» **TEXT EXCERPT**
•••

Major deaths of 2013

Major deaths of 2013

Rest in peace. See you at the movies.

It is always sad that at the end of every year we not only look back with fondness of the films that have been released, but also the talents who have contributed to the arts of cinema that have departed from us.

As we say our bittersweet goodbyes to the year of movies in 2013, we also want to say our thanks to the beloved talents that have gone before us, and hope that they rest easy knowing that their legacy is forever captured on film.

Here are the notable people from the world of cinema, both local and abroad, who we would surely sorely miss as we enter into 2014.

Nagisa Oshima

The highly controversial Japanese director Nagisa Oshima breathed his last at a hospital in Tokyo on 15 January 2013 after being ill since a stroke in 1996.

Oshima got into filmmaking while being an active radical in politics. This would help to his inform his unconventional methods of film making that would defy structure and the purpose of films during a post-war Japan. The director would forever be remembered for his sexually charged films such as "Realms of the Senses" in 1976 and "Empire", which won him the Best Director award at the Cannes Film Festival in 1978, among a slew of other films that challenge the conventions of sexuality being shown on film and anti-propaganda commentaries against his home country.

Often cited as the founder of the Japanese New Wave, it was a title that Oshima had personally detested, but had a major influence on future generations of filmmakers, both in Japan and outside of the country.

•••

» **SOURCE INFORMATION**
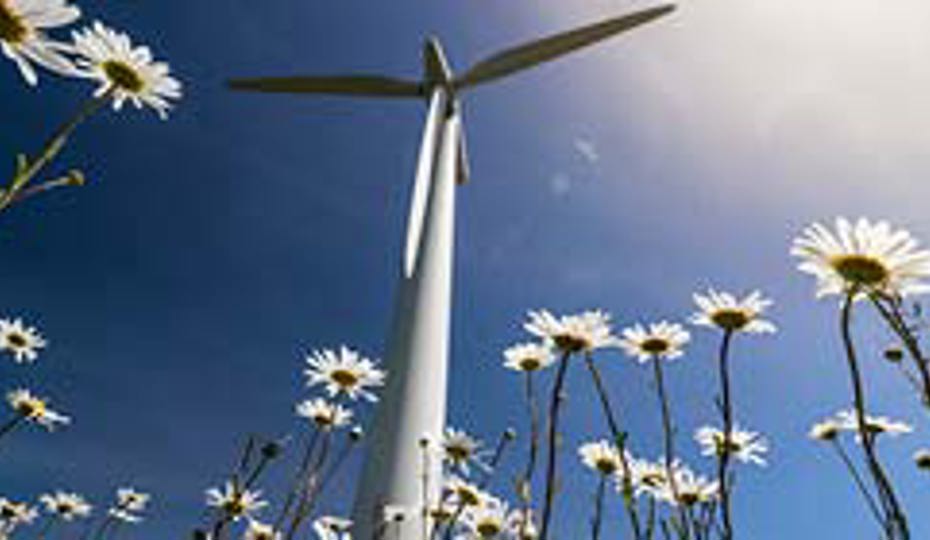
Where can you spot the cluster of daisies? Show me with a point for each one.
(62, 508)
(124, 72)
(346, 379)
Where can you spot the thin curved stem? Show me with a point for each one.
(555, 406)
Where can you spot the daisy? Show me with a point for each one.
(463, 493)
(13, 514)
(584, 332)
(67, 506)
(487, 521)
(22, 35)
(601, 456)
(731, 314)
(124, 72)
(661, 340)
(324, 414)
(260, 531)
(333, 528)
(459, 449)
(864, 257)
(344, 372)
(21, 341)
(922, 459)
(528, 357)
(235, 503)
(692, 488)
(746, 446)
(876, 425)
(35, 409)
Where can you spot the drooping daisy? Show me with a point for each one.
(601, 456)
(746, 446)
(125, 72)
(13, 514)
(459, 449)
(863, 256)
(727, 312)
(584, 332)
(22, 341)
(66, 506)
(35, 409)
(661, 340)
(460, 492)
(345, 372)
(23, 39)
(261, 531)
(333, 528)
(876, 425)
(234, 502)
(324, 414)
(693, 488)
(485, 522)
(528, 357)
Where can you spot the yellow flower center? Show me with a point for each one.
(123, 76)
(860, 269)
(12, 27)
(606, 465)
(344, 378)
(488, 529)
(530, 363)
(458, 452)
(571, 343)
(730, 319)
(655, 345)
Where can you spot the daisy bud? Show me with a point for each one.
(922, 459)
(893, 354)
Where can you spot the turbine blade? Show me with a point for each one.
(537, 52)
(352, 85)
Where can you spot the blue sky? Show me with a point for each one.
(181, 288)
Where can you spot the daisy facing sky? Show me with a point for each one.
(864, 256)
(23, 38)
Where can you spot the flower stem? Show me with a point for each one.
(619, 438)
(726, 410)
(27, 170)
(896, 521)
(555, 406)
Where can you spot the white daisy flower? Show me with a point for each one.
(460, 492)
(661, 340)
(125, 72)
(746, 446)
(459, 449)
(67, 506)
(22, 341)
(35, 409)
(23, 39)
(485, 522)
(724, 310)
(13, 514)
(234, 502)
(260, 531)
(345, 372)
(333, 528)
(693, 488)
(584, 332)
(528, 357)
(863, 256)
(324, 414)
(601, 456)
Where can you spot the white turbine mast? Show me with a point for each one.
(413, 406)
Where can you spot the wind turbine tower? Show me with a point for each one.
(414, 402)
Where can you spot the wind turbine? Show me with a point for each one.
(414, 401)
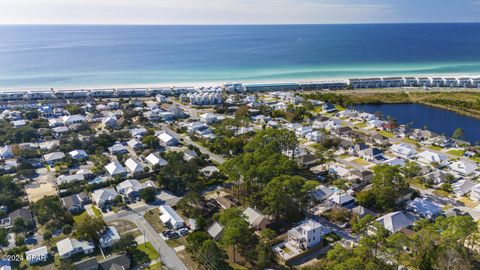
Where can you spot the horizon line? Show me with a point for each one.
(228, 24)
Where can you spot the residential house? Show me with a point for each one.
(109, 237)
(70, 120)
(463, 167)
(167, 139)
(373, 155)
(115, 169)
(475, 193)
(6, 152)
(135, 144)
(104, 196)
(208, 118)
(342, 199)
(227, 201)
(133, 187)
(37, 255)
(75, 203)
(321, 193)
(215, 231)
(189, 155)
(68, 247)
(303, 131)
(361, 211)
(169, 217)
(134, 167)
(23, 214)
(424, 208)
(118, 148)
(403, 150)
(255, 219)
(462, 187)
(87, 264)
(154, 159)
(109, 122)
(394, 221)
(329, 107)
(54, 157)
(429, 157)
(78, 154)
(116, 262)
(307, 235)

•••

» **INSTRUCTIONS FOR THE TASK**
Copy the part of the piece on major deaths of 2013 starting with "As we say our" and going on through "stroke in 1996.", swapping "Tokyo" for "Kyoto".

» **ANSWER BOX**
As we say our bittersweet goodbyes to the year of movies in 2013, we also want to say our thanks to the beloved talents that have gone before us, and hope that they rest easy knowing that their legacy is forever captured on film.

Here are the notable people from the world of cinema, both local and abroad, who we would surely sorely miss as we enter into 2014.

Nagisa Oshima

The highly controversial Japanese director Nagisa Oshima breathed his last at a hospital in Kyoto on 15 January 2013 after being ill since a stroke in 1996.